What you have to do →
Pick out every line of the material below that contains the word "sponsor", treating uppercase and lowercase as different.

---------- Input for this task ----------

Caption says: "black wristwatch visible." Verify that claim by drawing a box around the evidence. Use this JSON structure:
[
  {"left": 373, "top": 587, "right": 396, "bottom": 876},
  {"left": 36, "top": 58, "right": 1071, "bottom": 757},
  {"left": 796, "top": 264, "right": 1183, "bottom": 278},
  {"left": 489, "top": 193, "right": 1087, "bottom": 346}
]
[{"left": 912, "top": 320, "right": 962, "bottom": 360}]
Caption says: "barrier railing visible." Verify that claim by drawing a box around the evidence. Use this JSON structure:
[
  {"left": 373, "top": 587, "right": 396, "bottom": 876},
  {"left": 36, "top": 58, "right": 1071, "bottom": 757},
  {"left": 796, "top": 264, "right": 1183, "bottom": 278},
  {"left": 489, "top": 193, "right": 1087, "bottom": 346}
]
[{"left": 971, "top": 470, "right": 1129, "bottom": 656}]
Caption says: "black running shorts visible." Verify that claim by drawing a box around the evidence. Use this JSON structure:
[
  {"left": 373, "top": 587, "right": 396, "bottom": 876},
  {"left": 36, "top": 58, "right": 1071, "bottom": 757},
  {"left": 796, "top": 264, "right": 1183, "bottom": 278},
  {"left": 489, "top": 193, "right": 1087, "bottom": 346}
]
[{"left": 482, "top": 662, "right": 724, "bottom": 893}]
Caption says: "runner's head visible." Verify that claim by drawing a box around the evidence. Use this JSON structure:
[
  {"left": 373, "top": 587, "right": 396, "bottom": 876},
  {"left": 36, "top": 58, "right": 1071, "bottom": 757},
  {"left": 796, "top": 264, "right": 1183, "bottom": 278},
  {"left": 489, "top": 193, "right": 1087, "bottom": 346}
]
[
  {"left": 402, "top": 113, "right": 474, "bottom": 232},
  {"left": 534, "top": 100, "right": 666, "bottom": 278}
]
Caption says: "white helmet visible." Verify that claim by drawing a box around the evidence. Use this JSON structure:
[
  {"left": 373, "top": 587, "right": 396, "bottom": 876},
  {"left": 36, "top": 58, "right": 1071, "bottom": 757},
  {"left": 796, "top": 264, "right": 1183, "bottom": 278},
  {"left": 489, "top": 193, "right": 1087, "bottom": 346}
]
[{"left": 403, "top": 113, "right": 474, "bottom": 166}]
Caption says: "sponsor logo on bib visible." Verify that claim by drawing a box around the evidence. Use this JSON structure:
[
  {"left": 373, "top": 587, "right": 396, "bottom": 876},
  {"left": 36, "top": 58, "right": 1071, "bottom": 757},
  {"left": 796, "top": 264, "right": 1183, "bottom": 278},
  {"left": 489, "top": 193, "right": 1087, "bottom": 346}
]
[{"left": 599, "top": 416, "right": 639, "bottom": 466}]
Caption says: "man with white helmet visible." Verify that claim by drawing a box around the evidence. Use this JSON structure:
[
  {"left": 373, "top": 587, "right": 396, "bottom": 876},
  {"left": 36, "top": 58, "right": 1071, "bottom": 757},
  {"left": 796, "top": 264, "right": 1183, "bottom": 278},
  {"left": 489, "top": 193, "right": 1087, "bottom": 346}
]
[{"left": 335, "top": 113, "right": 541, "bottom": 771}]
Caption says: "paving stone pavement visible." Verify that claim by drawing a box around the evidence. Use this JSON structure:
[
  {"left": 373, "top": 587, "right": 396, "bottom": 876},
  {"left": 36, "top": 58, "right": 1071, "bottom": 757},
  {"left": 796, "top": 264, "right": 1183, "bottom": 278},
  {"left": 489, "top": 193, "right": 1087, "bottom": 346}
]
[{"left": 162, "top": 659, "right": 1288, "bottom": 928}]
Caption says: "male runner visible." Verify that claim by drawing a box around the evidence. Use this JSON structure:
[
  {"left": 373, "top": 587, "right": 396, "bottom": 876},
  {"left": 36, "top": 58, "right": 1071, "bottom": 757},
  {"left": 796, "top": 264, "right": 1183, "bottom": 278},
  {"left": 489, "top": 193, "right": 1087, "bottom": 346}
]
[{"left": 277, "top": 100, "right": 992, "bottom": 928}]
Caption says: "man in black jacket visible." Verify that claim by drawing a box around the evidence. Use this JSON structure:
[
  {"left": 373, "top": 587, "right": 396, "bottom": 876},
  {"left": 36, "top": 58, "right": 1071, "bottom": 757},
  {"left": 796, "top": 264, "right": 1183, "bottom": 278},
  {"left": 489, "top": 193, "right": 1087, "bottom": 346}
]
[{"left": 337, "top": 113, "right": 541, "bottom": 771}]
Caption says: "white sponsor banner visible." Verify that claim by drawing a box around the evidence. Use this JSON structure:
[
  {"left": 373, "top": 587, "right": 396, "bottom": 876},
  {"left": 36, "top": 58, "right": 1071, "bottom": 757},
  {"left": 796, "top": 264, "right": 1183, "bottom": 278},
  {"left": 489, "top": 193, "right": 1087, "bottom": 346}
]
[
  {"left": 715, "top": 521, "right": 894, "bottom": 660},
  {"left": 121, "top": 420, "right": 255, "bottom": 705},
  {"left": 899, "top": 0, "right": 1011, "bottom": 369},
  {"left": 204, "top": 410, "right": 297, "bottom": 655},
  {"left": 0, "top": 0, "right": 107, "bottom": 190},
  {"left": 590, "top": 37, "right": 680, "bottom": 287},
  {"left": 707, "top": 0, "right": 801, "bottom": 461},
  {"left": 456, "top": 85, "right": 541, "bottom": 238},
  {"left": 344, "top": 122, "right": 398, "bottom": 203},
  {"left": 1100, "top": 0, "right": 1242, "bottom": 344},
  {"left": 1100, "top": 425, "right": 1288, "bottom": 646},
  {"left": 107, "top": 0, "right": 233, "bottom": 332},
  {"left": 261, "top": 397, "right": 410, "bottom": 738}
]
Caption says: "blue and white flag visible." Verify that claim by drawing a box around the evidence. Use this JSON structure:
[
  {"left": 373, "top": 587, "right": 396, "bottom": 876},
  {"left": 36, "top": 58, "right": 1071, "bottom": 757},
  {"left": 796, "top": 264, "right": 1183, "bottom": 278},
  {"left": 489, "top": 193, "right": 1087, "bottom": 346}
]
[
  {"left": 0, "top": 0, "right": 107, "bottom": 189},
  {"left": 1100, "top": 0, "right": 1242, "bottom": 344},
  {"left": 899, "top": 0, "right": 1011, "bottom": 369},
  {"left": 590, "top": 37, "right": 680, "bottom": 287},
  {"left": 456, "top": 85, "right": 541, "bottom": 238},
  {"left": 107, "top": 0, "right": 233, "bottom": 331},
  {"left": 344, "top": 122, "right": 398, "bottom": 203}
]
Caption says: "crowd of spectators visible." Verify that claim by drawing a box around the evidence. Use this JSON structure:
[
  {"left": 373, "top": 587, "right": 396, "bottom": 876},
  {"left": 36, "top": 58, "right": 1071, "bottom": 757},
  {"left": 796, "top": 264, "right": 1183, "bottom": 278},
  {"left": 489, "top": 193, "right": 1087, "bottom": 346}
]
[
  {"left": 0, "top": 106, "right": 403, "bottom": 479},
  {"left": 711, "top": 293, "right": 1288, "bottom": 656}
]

----------

Output for this task →
Caption says: "sponsor logo on bib visible." Verify that claim by drawing a box around the evidence. Use this JSON structure:
Caption says: "white sponsor banner visible." Verify that claim by drawing a box around the evidence. Use this JSON structure:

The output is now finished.